## Task requirements:
Each entry below should be written out exactly as it is, with no pictures.

Stored dataset items
------
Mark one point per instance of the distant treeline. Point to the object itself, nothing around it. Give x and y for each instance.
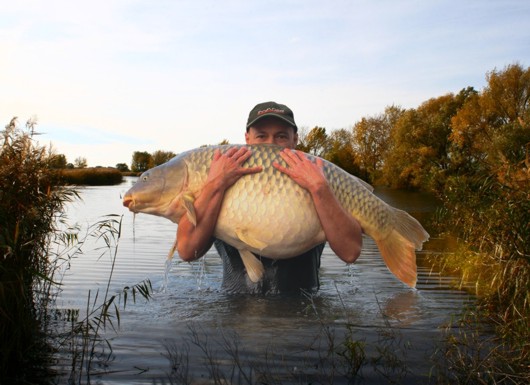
(92, 176)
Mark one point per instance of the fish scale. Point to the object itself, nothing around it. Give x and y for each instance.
(268, 214)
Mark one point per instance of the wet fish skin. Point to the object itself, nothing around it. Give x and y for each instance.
(269, 214)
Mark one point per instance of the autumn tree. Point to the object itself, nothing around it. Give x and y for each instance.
(494, 126)
(341, 152)
(372, 141)
(159, 157)
(314, 142)
(421, 149)
(80, 162)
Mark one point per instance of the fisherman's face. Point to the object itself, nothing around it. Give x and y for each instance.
(272, 131)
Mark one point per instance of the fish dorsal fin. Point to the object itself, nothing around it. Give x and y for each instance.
(253, 265)
(187, 200)
(246, 238)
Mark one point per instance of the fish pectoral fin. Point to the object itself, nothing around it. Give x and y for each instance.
(253, 265)
(187, 200)
(248, 239)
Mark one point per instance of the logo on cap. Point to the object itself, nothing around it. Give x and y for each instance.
(271, 111)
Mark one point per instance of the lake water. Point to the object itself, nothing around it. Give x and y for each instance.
(192, 332)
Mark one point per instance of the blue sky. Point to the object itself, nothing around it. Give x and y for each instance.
(107, 78)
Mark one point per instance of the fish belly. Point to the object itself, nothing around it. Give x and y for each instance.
(270, 215)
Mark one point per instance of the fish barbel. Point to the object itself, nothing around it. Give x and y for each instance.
------
## Response below:
Mark one point per instance of the distant treeline. Point to the object itself, nothing around it. Give x and y for each instance.
(92, 176)
Mark one point per instance of the fish scale. Point to the object itself, nothing around it. Give x and y for each instance.
(268, 214)
Mark one point per instance of the wet fish skin. Point to the object itself, nothing around it. Give x and y for each instance.
(269, 214)
Mark one point per instance of the autumn tree. Point to the object itself, nothing around it. Give x and y for each instance.
(494, 126)
(341, 152)
(372, 141)
(159, 157)
(314, 142)
(421, 149)
(80, 162)
Mark one point per instance of the fisherman's face. Point to the object itself, nothing around it. Give x and y for each instance.
(272, 131)
Mark one point per instance of the fish dorsal fin. Point to the object itself, nothing around it. Give x and y for each instance.
(253, 265)
(187, 200)
(246, 238)
Mark one point per instance of the fish pectoral fin. Point to the object itself, nothing around it. Give x and y for each instance.
(253, 265)
(187, 200)
(248, 239)
Mark one point per instance of the logo on cap. Point to the object itself, nothing around it. Give x and y for each instance.
(271, 111)
Mark one point per instance of the lake water. Point to the object itself, nothing around it. Give x and y for each instance.
(192, 332)
Mark one point per instance of the blue sky. Point to the object itself, nothing around it. Give x and y for each instance.
(107, 78)
Mark one point per instance of the fish belly. Point to the object itself, nothing around it. Give x and y for each instance.
(270, 215)
Mark one point per instance of the fish barbel. Point to the object itself, nothing around it. Give x and y for each instance.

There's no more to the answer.